§ Podany tekst

Przed wtorkiem w Lidze Mistrzów: Na San Siro na śmierć i życie

Po bezbramkowym remisie w meczu Arsenalu Lodnyn z AC Milan kwestia awansu do ćwierćfinału rozstrzygnie się na San Siro w Mediolanie, gdzie z pewnością żadna z drużyn da z siebie wszystko, co z pewnością ucieszy kibiców, którzy po pierwszym spotkaniu na Wyspach czują spory niedosyt. Z kolei w stolicy Katalonii FC Barcelona postara się przypieczętować, niemal już pewny, awans do kolejnej fazy rozgrywek.

W tym artykule dowiesz się o:

Argentyńczyk Leo Messi, zdobywając dwie bramki na Parkhead i zapewniając Barcelonie zwycięstwo 3:2 nad Celtikiem Glasgow, zepsuł 28. urodziny Artura Boruca, ale przede wszystkim niemal wprowadził Dumę Katalonii do ćwierćfinałów. Szanse mistrza Szkocji na odrobienie strat na Camp Nou są niemal równe zeru. Odniesienie zwycięstwa w Lidze Mistrzów na boisku rywala to zadanie ponad cele The Bhoys. Oczywiście każda passa - dobra, czy zła - kiedyś się kończy, ale chyba tylko najwierniejsi kibice drużyny Gordona Strachana wierzą w to, że ich pupile zdołają z Katalonii wrócić z tarczą.

Bramkowy remis na wyjeździe to dobra zaliczka przed spotkaniem rewanżowym. Dlatego też gracze Manchester United są faworytami rewanżowej potyczki z Olympique Lyon. Przed dwoma tygodniami Czerwone Diabły, dzięki bramce Carlosa Teveza w ostatnich minutach, zremisowały na Stade Gerland 1:1 i teraz, aby wywalczyć przepustkę do ćwierćfinału, wystarczy nie pozwolić Francuzom zdobyć bramki na Old Trafford. Warto dodać, że mistrzowie Anglii w Europejskich Pucharach wygrali dziewięć ostatnich spotkań na własnym boisku, co dodatkowo stawia ich w korzystniejszej sytuacji. Jednak menedżer sir Alex Ferguson doskonale wie, że jego podopieczni nie mogą zlekceważyć rywali, wśród których najbardziej obawia się Karima Benzemy. -To łowca bramek. Na pewno będzie dla nas ogromnym zagrożeniem. Ten chłopak potrafi zdobyć bramkę z niczego - powiedział o młodym Francuzie Ferguson.

§ Polecenia
1. Skróć akapit artykułu zaczynający się od „Bramkowy remis na wyjeździe” do krótkiej listy punktów. Zachowaj jego najważniejsze fakty.
2. Przepisz z artykułu dokładnie fragment zaczynający się od „Po bezbramkowym remisie” i kończący na „kolejnej fazy rozgrywek.”.
Korzystaj wyłącznie z artykułu.

(Dane ze źródła)
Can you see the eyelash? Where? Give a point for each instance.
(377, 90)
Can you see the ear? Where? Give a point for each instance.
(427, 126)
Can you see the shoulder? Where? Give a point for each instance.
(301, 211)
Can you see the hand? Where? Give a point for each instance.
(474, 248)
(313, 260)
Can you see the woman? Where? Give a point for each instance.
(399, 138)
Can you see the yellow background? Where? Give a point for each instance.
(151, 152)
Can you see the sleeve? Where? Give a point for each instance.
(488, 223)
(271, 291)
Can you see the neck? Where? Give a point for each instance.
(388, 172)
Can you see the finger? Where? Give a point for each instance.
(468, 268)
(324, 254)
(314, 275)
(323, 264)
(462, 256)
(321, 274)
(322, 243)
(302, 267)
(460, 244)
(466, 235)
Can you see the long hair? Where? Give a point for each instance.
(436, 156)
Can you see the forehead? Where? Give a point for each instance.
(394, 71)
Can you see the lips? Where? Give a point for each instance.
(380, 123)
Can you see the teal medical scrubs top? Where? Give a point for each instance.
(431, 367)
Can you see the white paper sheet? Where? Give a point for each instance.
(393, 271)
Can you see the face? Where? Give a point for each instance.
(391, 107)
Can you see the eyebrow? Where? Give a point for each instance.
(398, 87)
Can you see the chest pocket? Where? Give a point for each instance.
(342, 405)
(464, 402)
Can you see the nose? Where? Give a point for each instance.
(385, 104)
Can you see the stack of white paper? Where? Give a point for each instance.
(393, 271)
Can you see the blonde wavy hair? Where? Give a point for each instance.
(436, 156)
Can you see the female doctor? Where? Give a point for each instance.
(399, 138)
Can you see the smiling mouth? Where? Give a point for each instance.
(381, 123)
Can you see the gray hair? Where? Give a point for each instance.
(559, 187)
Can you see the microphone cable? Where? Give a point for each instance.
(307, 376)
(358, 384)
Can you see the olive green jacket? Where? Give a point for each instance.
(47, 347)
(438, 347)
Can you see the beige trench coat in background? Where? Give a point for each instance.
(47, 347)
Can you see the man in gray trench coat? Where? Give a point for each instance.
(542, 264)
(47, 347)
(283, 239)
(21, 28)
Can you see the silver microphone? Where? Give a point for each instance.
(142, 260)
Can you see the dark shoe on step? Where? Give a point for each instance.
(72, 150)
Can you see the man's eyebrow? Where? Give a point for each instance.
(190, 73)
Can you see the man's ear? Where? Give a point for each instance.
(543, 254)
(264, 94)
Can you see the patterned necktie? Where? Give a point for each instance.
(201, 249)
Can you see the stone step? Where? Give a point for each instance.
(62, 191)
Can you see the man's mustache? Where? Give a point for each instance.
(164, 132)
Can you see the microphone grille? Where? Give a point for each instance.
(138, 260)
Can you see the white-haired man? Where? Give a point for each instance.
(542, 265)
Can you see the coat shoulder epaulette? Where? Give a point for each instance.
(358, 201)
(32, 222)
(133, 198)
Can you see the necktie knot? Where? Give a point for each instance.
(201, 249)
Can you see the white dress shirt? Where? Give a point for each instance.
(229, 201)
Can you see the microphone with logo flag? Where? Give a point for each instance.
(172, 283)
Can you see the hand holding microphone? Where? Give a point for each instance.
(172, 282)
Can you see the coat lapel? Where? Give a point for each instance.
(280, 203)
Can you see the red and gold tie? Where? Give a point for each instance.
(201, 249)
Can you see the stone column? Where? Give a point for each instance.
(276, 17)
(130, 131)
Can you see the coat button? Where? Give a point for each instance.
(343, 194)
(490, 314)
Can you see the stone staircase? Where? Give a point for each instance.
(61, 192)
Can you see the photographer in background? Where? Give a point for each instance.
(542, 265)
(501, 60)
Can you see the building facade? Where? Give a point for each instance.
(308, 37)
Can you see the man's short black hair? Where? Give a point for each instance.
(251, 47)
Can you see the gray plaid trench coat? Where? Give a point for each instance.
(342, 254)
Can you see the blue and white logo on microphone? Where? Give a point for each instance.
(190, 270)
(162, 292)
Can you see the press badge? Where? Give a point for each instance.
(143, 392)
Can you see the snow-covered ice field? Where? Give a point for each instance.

§ Oczekiwane odpowiedzi
1.
- Manchester United zremisował na Stade Gerland z Olympique Lyon 1:1 po golu Carlosa Teveza w ostatnich minutach.
- Przed rewanżem Manchester United jest faworytem.
- Do awansu do ćwierćfinału wystarczy nie stracić gola na Old Trafford.
- Mistrzowie Anglii wygrali u siebie dziewięć ostatnich meczów w europejskich pucharach.
- Sir Alex Ferguson uważa, że nie wolno lekceważyć rywali.
- Ferguson najbardziej obawia się Karima Benzemy i mówi, że ten potrafi zdobyć bramkę z niczego.

2.
Po bezbramkowym remisie w meczu Arsenalu Lodnyn z AC Milan kwestia awansu do ćwierćfinału rozstrzygnie się na San Siro w Mediolanie, gdzie z pewnością żadna z drużyn da z siebie wszystko, co z pewnością ucieszy kibiców, którzy po pierwszym spotkaniu na Wyspach czują spory niedosyt. Z kolei w stolicy Katalonii FC Barcelona postara się przypieczętować, niemal już pewny, awans do kolejnej fazy rozgrywek.